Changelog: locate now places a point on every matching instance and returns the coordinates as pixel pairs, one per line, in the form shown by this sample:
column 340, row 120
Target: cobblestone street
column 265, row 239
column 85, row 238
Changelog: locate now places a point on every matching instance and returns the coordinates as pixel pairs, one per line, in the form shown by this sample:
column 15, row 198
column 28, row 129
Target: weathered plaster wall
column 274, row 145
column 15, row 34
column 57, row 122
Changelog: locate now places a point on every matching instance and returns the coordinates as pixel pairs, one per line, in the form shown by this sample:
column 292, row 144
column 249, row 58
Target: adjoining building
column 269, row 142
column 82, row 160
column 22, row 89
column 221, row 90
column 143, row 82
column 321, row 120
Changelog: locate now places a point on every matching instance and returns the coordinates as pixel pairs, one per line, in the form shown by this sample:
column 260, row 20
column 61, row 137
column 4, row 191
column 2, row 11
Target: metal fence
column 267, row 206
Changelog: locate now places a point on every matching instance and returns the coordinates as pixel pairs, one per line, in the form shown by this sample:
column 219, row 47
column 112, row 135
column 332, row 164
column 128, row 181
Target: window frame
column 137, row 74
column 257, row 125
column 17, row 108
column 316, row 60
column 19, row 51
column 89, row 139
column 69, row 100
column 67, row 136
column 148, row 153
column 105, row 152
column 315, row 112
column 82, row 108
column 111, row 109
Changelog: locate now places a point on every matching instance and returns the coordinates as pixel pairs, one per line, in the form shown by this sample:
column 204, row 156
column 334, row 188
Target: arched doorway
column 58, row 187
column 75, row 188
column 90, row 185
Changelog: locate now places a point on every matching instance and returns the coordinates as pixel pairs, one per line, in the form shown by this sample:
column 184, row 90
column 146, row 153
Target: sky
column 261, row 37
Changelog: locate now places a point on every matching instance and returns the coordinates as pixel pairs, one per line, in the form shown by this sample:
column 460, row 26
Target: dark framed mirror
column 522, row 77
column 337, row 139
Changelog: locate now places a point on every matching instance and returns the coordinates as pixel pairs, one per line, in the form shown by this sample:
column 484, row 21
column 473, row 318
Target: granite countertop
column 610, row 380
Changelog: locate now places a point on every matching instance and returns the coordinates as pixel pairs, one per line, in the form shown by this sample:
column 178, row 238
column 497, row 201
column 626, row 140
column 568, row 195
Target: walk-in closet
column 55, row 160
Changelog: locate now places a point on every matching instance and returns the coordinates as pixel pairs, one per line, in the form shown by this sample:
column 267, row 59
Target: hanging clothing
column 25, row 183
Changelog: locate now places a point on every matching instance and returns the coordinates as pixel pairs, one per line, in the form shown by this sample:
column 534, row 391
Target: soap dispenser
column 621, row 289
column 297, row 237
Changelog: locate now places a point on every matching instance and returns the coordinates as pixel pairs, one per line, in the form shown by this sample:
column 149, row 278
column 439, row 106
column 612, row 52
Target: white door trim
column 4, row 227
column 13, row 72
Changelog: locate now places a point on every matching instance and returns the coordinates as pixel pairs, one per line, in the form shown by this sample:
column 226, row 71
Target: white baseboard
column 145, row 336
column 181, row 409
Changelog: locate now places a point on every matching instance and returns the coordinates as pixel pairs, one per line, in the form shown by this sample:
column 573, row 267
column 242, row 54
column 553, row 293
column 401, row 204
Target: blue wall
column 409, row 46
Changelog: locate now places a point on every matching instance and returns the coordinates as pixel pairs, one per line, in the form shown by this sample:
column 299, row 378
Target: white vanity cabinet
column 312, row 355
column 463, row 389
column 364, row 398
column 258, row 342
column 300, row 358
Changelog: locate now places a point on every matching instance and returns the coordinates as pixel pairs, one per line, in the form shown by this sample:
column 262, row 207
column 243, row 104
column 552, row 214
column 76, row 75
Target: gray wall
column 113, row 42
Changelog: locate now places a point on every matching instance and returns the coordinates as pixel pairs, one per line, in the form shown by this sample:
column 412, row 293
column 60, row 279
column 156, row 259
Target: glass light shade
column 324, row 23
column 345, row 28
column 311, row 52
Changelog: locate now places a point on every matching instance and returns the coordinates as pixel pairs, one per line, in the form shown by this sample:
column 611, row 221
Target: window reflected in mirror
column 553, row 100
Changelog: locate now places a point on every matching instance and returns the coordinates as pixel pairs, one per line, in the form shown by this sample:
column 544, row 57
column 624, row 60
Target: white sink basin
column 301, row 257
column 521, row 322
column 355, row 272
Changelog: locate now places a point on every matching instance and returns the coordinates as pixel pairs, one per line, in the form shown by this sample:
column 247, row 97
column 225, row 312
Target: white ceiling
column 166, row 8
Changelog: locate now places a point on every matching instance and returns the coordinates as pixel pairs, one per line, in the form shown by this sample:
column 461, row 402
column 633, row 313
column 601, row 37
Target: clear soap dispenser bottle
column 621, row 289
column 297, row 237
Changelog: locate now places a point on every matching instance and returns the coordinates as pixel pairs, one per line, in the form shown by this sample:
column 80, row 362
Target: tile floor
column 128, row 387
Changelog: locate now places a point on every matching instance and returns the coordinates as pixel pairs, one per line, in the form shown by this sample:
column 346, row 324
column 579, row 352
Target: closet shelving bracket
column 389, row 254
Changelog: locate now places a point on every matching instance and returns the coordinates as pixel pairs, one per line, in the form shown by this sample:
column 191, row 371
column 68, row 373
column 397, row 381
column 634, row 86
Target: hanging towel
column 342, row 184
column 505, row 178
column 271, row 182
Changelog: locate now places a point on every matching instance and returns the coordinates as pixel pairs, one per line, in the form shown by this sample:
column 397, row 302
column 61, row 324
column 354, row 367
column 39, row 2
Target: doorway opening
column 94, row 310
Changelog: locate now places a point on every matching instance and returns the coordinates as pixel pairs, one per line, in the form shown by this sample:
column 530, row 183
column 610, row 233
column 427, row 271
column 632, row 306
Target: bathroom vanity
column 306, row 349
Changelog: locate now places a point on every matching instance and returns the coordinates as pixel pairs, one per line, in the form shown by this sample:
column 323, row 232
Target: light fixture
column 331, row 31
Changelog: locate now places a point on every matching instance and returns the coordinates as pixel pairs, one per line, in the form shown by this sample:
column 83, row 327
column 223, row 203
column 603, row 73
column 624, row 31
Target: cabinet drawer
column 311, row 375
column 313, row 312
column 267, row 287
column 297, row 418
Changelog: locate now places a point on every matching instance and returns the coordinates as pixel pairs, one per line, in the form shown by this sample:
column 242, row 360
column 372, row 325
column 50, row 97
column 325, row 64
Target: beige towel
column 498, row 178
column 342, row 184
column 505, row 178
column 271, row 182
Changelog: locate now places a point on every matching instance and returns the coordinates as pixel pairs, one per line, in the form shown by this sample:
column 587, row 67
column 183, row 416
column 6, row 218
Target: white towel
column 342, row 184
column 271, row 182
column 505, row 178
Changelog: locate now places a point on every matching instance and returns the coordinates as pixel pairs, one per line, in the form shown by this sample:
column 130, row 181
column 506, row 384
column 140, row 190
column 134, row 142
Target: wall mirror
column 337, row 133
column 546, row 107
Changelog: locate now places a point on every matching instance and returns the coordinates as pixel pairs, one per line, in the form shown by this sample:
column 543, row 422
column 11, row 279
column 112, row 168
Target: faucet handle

#####

_EXERCISE_:
Repeat every record exactly as written, please.

_RESULT OF THE EXERCISE_:
Changelog: locate now places a point on every matching instance and returns the coordinates as pixel pairs, one per line, in the form shown by this sample:
column 340, row 120
Target: cobblestone street
column 265, row 239
column 85, row 238
Changelog: locate now places a point on every matching instance and returns the coordinates as pixel pairs, one per line, in the form shown by this sample:
column 15, row 198
column 28, row 129
Target: weathered plaster wall
column 274, row 145
column 15, row 34
column 57, row 122
Changelog: locate now places a point on every matching instance and returns the coordinates as pixel pairs, one per line, in the form shown by this sample:
column 292, row 144
column 249, row 58
Target: adjoining building
column 269, row 142
column 82, row 160
column 22, row 89
column 221, row 90
column 143, row 82
column 321, row 120
Changelog: locate now places a point on every matching instance and returns the coordinates as pixel pairs, one per line, in the form shown by this sample:
column 260, row 20
column 61, row 137
column 4, row 191
column 2, row 11
Target: metal fence
column 267, row 206
Changelog: locate now places a point on every matching instance and returns the coordinates as pixel pairs, one per line, in the form shown by this sample:
column 219, row 47
column 112, row 135
column 332, row 164
column 128, row 181
Target: window frame
column 137, row 74
column 257, row 125
column 17, row 108
column 316, row 60
column 19, row 51
column 89, row 139
column 69, row 100
column 67, row 136
column 148, row 153
column 105, row 152
column 315, row 112
column 82, row 108
column 111, row 109
Changelog: locate now places a point on every matching instance and returns the coordinates as pixel pairs, one per line, in the form shown by this sample:
column 204, row 156
column 334, row 188
Target: arched doorway
column 58, row 187
column 75, row 188
column 90, row 185
Changelog: locate now places a point on every matching instance and returns the coordinates as pixel pairs, one per line, in the form shown by this sample:
column 184, row 90
column 146, row 153
Target: sky
column 261, row 37
Changelog: locate now places a point on every matching instance and returns the coordinates as pixel pairs, one per line, in the form shown by this sample:
column 460, row 26
Target: dark framed mirror
column 522, row 77
column 337, row 139
Changelog: locate now places a point on every matching instance and returns the coordinates as pixel pairs, one per line, in the form shown by this sample:
column 484, row 21
column 473, row 318
Target: granite countertop
column 610, row 380
Changelog: locate now places a point on every matching instance and returns the coordinates as pixel pairs, one per line, in the form shown by this sample:
column 178, row 238
column 497, row 201
column 626, row 140
column 568, row 195
Target: walk-in closet
column 55, row 160
Changelog: locate now places a point on every matching instance and returns the coordinates as pixel pairs, one per line, in the form shown by this sample:
column 267, row 59
Target: hanging clothing
column 25, row 183
Changelog: locate now places a point on every matching instance and returns the coordinates as pixel pairs, one per line, in the form shown by this sample:
column 534, row 391
Target: soap dispenser
column 621, row 289
column 297, row 237
Changelog: locate now places a point on every matching instance and returns the coordinates as pixel pairs, one per line, in the form shown by this sample:
column 149, row 278
column 439, row 106
column 612, row 52
Target: white door trim
column 4, row 227
column 13, row 72
Changelog: locate now places a point on every matching instance and returns the coordinates as pixel pairs, one per line, in the form shown by this sample:
column 226, row 71
Target: white baseboard
column 145, row 336
column 181, row 409
Changelog: locate now places a point on every matching instance and returns the coordinates as pixel pairs, one per line, in the form shown by this sample:
column 573, row 267
column 242, row 54
column 553, row 293
column 401, row 204
Target: blue wall
column 409, row 46
Changelog: locate now places a point on every matching instance and returns the coordinates as pixel pairs, one per line, in the form shown by this sample:
column 299, row 378
Target: white vanity cabinet
column 312, row 355
column 463, row 389
column 364, row 398
column 258, row 342
column 300, row 358
Changelog: locate now places a point on every matching instance and returns the coordinates as pixel pairs, one per line, in the form shown by this sample:
column 262, row 207
column 243, row 104
column 552, row 214
column 76, row 75
Target: gray wall
column 113, row 42
Changelog: locate now places a point on every matching instance and returns the coordinates as pixel pairs, one per line, in the form shown by this sample:
column 412, row 293
column 60, row 279
column 156, row 259
Target: glass light shade
column 324, row 23
column 345, row 28
column 311, row 52
Changelog: locate now places a point on every matching instance and returns the coordinates as pixel pairs, one per line, in the form shown by this sample:
column 611, row 221
Target: window reflected in mirror
column 553, row 100
Changelog: locate now places a point on every matching instance and returns the coordinates as pixel pairs, one per line, in the form shown by this sample:
column 544, row 57
column 624, row 60
Target: white sink basin
column 301, row 257
column 521, row 322
column 355, row 272
Changelog: locate now places a point on every matching instance and returns the coordinates as pixel pairs, one per line, in the form shown by this sample:
column 247, row 97
column 225, row 312
Target: white ceiling
column 166, row 8
Changelog: locate now places a point on every matching instance and returns the coordinates as pixel pairs, one per line, in the form shown by this sample:
column 461, row 402
column 633, row 313
column 601, row 37
Target: clear soap dispenser bottle
column 621, row 289
column 297, row 237
Changelog: locate now places a point on every matching instance and returns the coordinates as pixel pairs, one per line, in the form shown by this sample:
column 80, row 362
Target: tile floor
column 128, row 387
Changelog: locate now places a point on every matching instance and returns the coordinates as pixel pairs, one per line, in the form shown by this sample:
column 346, row 324
column 579, row 352
Target: closet shelving bracket
column 389, row 254
Changelog: locate now places a point on every matching instance and returns the coordinates as pixel pairs, one per line, in the form shown by this sample:
column 191, row 371
column 68, row 373
column 397, row 381
column 634, row 86
Target: hanging towel
column 342, row 184
column 505, row 178
column 271, row 182
Changelog: locate now places a point on every matching instance and returns the coordinates as pixel pairs, one per line, in the form shown by this sample:
column 397, row 302
column 61, row 324
column 354, row 367
column 39, row 2
Target: doorway opening
column 94, row 310
Changelog: locate now places a point on every matching instance and returns the coordinates as pixel pairs, one per line, in the form shown by this sample:
column 530, row 183
column 610, row 233
column 427, row 271
column 632, row 306
Target: bathroom vanity
column 306, row 349
Changelog: locate now places a point on every matching instance and returns the coordinates as pixel pairs, one per line, in the form shown by this sample:
column 323, row 232
Target: light fixture
column 331, row 31
Changelog: locate now places a point on every matching instance and returns the coordinates as pixel pairs, one per line, in the form shown by this sample:
column 83, row 327
column 223, row 203
column 603, row 73
column 624, row 31
Target: cabinet drawer
column 311, row 375
column 313, row 312
column 267, row 287
column 297, row 418
Changelog: locate now places a point on every matching instance and returns the coordinates as pixel pairs, one per line, in the form shown by this sample:
column 242, row 360
column 372, row 325
column 50, row 97
column 325, row 64
Target: beige towel
column 498, row 178
column 342, row 184
column 505, row 178
column 271, row 182
Changelog: locate now places a point on every matching instance and returns the coordinates as pixel pairs, one per line, in the form shown by this sample:
column 587, row 67
column 183, row 416
column 6, row 218
Target: white towel
column 342, row 184
column 271, row 182
column 505, row 178
Changelog: locate now places a point on every matching instance and returns the coordinates as pixel pairs, one per line, in the form shown by this sample:
column 130, row 181
column 506, row 384
column 140, row 190
column 134, row 142
Target: wall mirror
column 337, row 133
column 546, row 107
Changelog: locate now places a point on every matching instance and returns the coordinates as pixel pairs, one per line, in the form shown by this sample:
column 543, row 422
column 11, row 279
column 112, row 168
Target: faucet handle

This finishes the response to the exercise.